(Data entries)
--

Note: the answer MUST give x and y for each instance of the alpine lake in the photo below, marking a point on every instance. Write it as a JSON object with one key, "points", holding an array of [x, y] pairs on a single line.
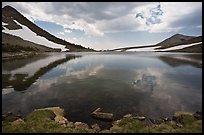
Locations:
{"points": [[151, 84]]}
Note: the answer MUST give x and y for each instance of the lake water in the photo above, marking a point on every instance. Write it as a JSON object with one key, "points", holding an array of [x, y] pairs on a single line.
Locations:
{"points": [[152, 84]]}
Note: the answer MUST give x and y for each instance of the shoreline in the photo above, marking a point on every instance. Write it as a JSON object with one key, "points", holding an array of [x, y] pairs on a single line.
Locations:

--

Given request:
Put the data entries above into a Markdown table with two columns, No. and Content, numbering each line in order and omitting blank lines. Leave the pictures out.

Reply:
| No. | Content |
|---|---|
| 1 | Note: the answer MUST give x and y for each instance of the alpine lake in the photo below, marking a point on every instance. Write it as a JSON object with one key, "points", holding an array of [x, y] pairs on a single line. |
| 2 | Locations: |
| 3 | {"points": [[151, 84]]} |
| 4 | Note: the answer MUST give x and y for each instance of the lake water in the photo above, marking a point on every instance. Write it as a JSON object with one key, "points", holding an array of [x, y] pairs on a single line. |
| 5 | Locations: |
| 6 | {"points": [[152, 84]]} |
| 7 | Note: the answer MUST give x and y for each instance of the shoreline in the photo above, marking a point on every instance. Write it as a JSON object with one key, "points", holding an array of [x, y] pairs on a single line. |
| 8 | Locations: |